→ EXPLORAÇÃO DO MATERIAL:
a) Edite o trecho sobre o enfrentamento da Covid-19 em Natal, começando nas palavras "Costa conta que" e parando após "Bezerra, do PT.". Nele, troque "hospital de campanha" por "hospital provisório".
b) Responda às perguntas abaixo com base no trecho sobre o enfrentamento da Covid-19 em Natal:
(i) Além de professora da UFRN, que cargo ocupa Maria Dalva Horácio da Costa?
(ii) Quando foi inaugurado o hospital construído para atender os pacientes com Covid-19?
(iii) Segundo Menezes, que eleitorado o prefeito pretendia capturar?
c) Prossiga com o trecho sobre o enfrentamento da Covid-19 em Natal a partir da última frase apresentada.

→ TRECHO FORNECIDO:
- - -

Porém, o protocolo é criticado pela presidente do Conselho Municipal de Saúde de Natal e professora da UFRN, Maria Dalva Horácio da Costa. Ela diz que o órgão não foi chamado a opinar antes de ser lançada a política de tratamento precoce da Covid-19.
Costa conta que a prefeitura de Álvaro Dias iniciou o enfrentamento à pandemia focada em medidas recomendadas pela OMS, como garantir o isolamento social da população e construir um hospital de campanha (inaugurado no fim de maio) para atender os pacientes com Covid-19. Nesse sentido, estava em consonância com a governadora Fátima Bezerra, do PT.
“Depois da implementação do comitê científico – muito alinhado à concepção do governo norte-americano e do próprio presidente da República, na linha dos medicamentos, de que não era preciso radicalizar tanto –, a Secretaria Municipal de Saúde passou a ter uma postura também nessa linha da flexibilização”, afirma Costa. Foi a partir desse momento, de acordo com ela, que o discurso a favor do tratamento medicamentoso ganhou força no executivo municipal.
Menezes analisa que a mudança de rumos do prefeito durante a crise do coronavírus tem base em um cálculo político. “Ele foi sentindo o faro do bolsonarismo e realinhando a estratégia”, argumenta. “Pensou que, se conseguisse se antecipar contra o isolamento social e atendesse à forma de enfrentar a pandemia que o Bolsonaro estava preconizando, conseguiria capturar o eleitorado bolsonarista.”

- - -

→ LINHAS FORNECIDAS:
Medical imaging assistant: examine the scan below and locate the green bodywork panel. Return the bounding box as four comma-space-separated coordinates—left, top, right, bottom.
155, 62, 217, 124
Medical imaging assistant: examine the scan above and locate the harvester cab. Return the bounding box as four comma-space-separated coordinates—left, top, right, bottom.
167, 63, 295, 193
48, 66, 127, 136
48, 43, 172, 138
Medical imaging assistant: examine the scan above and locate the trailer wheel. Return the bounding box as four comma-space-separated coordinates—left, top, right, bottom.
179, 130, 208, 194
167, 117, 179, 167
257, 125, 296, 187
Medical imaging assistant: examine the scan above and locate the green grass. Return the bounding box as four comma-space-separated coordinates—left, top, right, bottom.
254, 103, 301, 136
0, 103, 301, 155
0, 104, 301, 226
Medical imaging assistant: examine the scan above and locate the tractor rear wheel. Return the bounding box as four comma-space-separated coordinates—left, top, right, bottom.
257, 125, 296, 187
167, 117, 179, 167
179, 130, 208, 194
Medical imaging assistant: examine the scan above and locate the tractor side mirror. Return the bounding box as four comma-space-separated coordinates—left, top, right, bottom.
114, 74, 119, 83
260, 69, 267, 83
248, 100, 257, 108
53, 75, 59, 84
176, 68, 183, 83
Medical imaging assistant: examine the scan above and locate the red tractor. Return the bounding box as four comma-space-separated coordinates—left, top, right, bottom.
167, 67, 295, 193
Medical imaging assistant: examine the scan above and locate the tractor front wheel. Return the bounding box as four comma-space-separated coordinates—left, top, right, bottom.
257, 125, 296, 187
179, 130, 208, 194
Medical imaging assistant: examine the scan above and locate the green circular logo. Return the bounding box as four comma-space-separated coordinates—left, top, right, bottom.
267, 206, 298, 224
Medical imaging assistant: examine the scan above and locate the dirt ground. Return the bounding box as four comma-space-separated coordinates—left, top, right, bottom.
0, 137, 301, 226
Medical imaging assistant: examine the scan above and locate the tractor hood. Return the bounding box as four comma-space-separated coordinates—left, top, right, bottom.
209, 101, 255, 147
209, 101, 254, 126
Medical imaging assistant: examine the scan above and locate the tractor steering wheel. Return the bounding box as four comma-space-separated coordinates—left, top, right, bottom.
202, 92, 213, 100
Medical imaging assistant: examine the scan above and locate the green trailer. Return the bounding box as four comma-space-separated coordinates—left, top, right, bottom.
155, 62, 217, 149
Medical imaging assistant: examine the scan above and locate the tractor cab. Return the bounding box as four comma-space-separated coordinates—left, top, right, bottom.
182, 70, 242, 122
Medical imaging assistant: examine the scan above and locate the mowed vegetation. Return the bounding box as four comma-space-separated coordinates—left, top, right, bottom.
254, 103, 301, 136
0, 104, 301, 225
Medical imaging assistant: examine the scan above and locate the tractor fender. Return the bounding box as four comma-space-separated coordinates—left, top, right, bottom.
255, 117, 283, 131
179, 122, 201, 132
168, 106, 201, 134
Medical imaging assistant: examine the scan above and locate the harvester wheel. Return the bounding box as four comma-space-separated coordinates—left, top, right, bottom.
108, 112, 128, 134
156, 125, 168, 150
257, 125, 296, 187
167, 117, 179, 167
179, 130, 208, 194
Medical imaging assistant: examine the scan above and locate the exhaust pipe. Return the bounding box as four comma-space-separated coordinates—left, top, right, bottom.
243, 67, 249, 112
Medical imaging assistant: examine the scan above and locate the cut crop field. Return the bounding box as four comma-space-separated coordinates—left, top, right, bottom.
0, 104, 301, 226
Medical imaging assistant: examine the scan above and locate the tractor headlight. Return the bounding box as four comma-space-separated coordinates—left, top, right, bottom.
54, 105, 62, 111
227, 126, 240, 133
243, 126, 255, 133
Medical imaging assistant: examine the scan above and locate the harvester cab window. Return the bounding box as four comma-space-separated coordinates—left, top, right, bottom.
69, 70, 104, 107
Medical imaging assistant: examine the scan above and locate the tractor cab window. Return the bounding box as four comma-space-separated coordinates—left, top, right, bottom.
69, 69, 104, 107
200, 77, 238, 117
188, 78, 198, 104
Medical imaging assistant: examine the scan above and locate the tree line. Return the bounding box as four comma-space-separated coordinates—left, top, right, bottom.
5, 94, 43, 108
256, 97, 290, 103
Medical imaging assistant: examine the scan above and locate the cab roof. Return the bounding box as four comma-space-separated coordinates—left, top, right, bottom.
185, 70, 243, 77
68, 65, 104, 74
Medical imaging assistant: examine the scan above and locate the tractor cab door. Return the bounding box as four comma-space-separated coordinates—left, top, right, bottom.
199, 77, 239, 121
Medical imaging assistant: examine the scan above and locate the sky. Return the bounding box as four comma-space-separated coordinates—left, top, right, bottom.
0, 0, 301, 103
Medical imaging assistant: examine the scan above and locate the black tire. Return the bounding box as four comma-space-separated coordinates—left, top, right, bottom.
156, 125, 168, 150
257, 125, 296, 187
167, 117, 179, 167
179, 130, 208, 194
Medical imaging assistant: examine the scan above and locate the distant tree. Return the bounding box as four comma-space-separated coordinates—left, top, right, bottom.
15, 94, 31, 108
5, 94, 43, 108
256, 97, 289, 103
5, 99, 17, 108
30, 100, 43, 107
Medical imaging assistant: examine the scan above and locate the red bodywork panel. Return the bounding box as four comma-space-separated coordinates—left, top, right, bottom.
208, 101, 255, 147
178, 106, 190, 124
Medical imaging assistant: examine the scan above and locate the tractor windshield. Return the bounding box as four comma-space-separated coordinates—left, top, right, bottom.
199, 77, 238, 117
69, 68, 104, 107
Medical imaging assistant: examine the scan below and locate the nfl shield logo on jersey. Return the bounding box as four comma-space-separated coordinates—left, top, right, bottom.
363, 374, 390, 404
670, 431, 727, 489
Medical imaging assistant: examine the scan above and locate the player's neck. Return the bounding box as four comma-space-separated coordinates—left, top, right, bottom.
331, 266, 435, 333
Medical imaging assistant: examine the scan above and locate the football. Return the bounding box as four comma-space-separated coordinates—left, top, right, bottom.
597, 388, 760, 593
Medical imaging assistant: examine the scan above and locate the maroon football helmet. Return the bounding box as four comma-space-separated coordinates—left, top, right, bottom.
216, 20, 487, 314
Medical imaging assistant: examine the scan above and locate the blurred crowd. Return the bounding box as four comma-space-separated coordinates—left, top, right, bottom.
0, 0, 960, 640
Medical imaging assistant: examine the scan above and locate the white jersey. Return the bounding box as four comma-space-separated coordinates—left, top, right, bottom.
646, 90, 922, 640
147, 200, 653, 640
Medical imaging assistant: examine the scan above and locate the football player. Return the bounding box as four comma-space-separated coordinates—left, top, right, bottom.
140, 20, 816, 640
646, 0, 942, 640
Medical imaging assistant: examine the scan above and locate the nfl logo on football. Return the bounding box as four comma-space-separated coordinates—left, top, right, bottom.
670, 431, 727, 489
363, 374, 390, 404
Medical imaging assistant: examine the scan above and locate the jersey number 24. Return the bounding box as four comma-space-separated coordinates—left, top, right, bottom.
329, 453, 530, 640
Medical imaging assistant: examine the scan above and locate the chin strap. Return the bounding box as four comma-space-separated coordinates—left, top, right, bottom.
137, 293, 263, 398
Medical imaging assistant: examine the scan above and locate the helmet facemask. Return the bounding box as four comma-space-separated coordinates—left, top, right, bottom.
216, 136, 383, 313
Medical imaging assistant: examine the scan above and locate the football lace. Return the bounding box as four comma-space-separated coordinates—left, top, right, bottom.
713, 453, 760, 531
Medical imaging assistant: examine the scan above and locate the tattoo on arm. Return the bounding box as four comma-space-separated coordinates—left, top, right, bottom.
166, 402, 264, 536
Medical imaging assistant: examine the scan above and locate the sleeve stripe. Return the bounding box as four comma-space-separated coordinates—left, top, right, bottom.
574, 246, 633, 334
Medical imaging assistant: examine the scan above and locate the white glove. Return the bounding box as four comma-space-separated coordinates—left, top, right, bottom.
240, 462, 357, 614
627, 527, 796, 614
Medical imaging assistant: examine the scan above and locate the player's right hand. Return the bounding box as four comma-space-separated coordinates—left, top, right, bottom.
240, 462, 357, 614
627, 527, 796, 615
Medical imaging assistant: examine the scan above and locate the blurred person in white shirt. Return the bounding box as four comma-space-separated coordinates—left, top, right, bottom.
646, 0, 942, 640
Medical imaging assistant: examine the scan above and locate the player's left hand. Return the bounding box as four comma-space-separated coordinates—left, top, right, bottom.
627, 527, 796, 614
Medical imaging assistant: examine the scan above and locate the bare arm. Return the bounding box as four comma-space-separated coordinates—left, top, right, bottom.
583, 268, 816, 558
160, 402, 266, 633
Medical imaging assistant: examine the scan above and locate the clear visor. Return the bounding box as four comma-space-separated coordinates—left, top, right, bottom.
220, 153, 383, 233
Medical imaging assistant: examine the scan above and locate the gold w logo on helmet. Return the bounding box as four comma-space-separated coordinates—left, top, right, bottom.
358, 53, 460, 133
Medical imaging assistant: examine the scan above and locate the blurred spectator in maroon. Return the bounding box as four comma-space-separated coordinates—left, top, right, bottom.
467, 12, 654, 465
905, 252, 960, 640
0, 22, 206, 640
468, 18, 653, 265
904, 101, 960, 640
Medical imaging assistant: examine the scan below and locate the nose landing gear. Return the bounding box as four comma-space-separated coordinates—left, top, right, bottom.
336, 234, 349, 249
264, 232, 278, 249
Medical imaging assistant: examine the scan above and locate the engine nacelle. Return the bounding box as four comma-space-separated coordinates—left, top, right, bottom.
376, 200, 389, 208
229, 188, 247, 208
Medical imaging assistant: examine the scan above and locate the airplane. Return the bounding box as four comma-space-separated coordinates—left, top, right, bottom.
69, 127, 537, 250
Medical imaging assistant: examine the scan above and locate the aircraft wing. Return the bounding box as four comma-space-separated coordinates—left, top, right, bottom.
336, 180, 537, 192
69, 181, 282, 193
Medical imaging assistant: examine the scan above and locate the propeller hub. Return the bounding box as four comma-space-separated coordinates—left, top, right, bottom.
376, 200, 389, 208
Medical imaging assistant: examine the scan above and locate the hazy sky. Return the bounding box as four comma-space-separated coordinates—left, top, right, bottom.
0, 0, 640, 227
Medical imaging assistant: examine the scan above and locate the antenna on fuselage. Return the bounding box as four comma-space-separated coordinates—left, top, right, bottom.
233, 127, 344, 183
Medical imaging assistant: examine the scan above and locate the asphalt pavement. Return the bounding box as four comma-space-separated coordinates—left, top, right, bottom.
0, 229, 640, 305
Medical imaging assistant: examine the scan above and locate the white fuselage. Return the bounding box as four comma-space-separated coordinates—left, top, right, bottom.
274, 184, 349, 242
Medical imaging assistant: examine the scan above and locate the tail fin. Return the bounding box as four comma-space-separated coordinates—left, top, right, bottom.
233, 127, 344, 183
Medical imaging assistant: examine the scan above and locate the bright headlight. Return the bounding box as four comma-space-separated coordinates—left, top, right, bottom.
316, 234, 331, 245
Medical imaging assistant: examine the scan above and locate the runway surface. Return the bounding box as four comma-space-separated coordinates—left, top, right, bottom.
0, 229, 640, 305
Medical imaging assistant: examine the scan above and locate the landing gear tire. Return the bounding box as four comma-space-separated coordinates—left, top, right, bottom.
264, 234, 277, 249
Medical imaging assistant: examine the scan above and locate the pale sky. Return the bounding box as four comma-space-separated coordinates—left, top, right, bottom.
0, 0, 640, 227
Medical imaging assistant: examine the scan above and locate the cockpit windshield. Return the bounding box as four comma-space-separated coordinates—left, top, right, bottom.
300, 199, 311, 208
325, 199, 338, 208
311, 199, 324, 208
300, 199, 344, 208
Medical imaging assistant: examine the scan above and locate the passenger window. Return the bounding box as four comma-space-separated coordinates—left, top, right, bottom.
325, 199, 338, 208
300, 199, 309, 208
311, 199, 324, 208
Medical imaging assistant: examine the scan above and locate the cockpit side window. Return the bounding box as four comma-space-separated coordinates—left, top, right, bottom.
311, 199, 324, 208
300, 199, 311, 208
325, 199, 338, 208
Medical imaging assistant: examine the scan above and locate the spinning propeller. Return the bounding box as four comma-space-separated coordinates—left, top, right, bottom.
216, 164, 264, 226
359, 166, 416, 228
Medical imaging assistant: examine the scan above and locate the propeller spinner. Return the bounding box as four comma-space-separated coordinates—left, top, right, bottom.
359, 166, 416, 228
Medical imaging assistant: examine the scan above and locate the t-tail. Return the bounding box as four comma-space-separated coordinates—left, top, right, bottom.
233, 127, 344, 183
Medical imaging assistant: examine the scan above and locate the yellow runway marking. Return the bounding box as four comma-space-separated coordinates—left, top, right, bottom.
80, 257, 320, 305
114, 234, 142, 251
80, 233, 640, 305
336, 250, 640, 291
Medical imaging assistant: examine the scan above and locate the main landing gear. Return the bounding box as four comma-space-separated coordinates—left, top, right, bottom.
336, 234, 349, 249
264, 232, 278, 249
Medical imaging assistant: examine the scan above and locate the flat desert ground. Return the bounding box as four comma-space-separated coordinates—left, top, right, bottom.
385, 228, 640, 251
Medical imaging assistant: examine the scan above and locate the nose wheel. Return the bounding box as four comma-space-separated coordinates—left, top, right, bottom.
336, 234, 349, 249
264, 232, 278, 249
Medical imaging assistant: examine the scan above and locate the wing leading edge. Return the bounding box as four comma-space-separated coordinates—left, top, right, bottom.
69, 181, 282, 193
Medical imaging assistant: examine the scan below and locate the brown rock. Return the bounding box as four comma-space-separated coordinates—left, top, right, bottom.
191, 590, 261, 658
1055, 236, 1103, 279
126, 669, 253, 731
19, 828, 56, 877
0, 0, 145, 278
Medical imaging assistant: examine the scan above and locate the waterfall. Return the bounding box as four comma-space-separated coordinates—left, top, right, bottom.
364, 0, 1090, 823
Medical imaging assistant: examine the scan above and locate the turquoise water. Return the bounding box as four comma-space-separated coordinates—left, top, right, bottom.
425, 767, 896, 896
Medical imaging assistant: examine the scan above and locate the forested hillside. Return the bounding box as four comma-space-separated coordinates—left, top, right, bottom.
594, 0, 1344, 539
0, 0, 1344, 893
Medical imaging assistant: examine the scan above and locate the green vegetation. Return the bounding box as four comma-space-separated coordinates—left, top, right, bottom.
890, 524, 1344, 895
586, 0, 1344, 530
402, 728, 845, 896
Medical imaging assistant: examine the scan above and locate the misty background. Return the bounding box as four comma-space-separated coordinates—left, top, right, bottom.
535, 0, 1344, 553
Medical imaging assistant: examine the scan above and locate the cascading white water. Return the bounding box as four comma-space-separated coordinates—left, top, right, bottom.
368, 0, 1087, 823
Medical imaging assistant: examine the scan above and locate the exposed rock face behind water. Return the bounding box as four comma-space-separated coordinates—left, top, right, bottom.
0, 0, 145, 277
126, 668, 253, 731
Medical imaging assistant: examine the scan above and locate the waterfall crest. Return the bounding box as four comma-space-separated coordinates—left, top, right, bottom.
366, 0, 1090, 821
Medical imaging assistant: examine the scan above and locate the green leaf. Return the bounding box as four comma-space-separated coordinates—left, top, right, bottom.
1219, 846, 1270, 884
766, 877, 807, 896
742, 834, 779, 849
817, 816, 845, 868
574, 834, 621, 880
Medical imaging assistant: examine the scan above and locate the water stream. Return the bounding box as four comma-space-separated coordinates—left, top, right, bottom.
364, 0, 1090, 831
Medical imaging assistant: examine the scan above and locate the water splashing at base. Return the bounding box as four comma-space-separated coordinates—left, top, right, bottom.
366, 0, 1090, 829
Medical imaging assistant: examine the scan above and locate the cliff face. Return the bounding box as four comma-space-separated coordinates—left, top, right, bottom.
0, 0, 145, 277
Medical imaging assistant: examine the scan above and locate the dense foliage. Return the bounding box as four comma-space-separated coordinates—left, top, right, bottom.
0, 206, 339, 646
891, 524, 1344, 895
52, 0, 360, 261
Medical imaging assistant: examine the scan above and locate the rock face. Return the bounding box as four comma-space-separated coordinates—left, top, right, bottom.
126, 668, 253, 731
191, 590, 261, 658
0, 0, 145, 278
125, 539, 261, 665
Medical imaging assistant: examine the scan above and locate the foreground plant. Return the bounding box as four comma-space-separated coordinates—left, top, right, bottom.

- - -

→ RESULTADOS DAS TAREFAS:
a)
Costa conta que a prefeitura de Álvaro Dias iniciou o enfrentamento à pandemia focada em medidas recomendadas pela OMS, como garantir o isolamento social da população e construir um hospital provisório (inaugurado no fim de maio) para atender os pacientes com Covid-19. Nesse sentido, estava em consonância com a governadora Fátima Bezerra, do PT.

b)
(i) Presidente do Conselho Municipal de Saúde de Natal.
(ii) No fim de maio.
(iii) O eleitorado bolsonarista.

c)
Foi uma guinada na carreira do político, de linha tradicional, ligado às lideranças mais poderosas do estado, como a família Alves – Dias era vice de Carlos Eduardo Alves (PDT), de quem acabou herdando o cargo quando este deixou a prefeitura de Natal para concorrer ao governo do estado em 2018. A mais recente pesquisa Ibope sobre a capital, divulgada no último dia 6, mostra Dias com 33% das intenções de voto, muito a frente do segundo colocado, o deputado estadual Kelps (Solidariedade-RN), com 12%.
Infectologistas da UFRN questionam uso de ivermectina e cloroquina
O alarde em torno da ivermectina e outros medicamentos como tratamento e até prevenção à Covid-19 tem despertado a preocupação de importantes nomes da medicina no Rio Grande do Norte. Em julho, o Departamento de Infectologia da UFRN divulgou uma carta pública após análise da literatura médica sobre o assunto. Uma das conclusões a que chegaram os professores e pesquisadores é de que não havia dados que justificassem “o uso de qualquer fármaco para evitar a infecção pelo SARS-CoV-2 ou, ainda, que possa impactar na gravidade da doença antes que ela se estabeleça, como por exemplo a ivermectina”.
Referência nacional nas pesquisas sobre a epidemia de zika vírus que atingiu o Nordeste entre 2015 e 2016, o médico infectologista Kleber Luz, chefe do departamento, considera que deveria ter havido maior discussão técnica em relação ao uso de ivermectina e cloroquina contra a Covid-19. “As prefeituras, de um modo geral, poderiam ter ouvido mais as pessoas que se posicionavam contra para poder fazer um juízo de valor”, argumenta.
Luz garante que a prefeitura de Natal em nenhum momento consultou seu departamento sobre o assunto.
“Essa é uma medida sem sustentação científica”, destacou, em entrevista à Pública. “Falo isso como professor. Se a pessoa está usando com outros objetivos, não posso afirmar porque não sei deles. Se o objetivo for uma medida médica baseada na ciência, a resposta é que não tem.”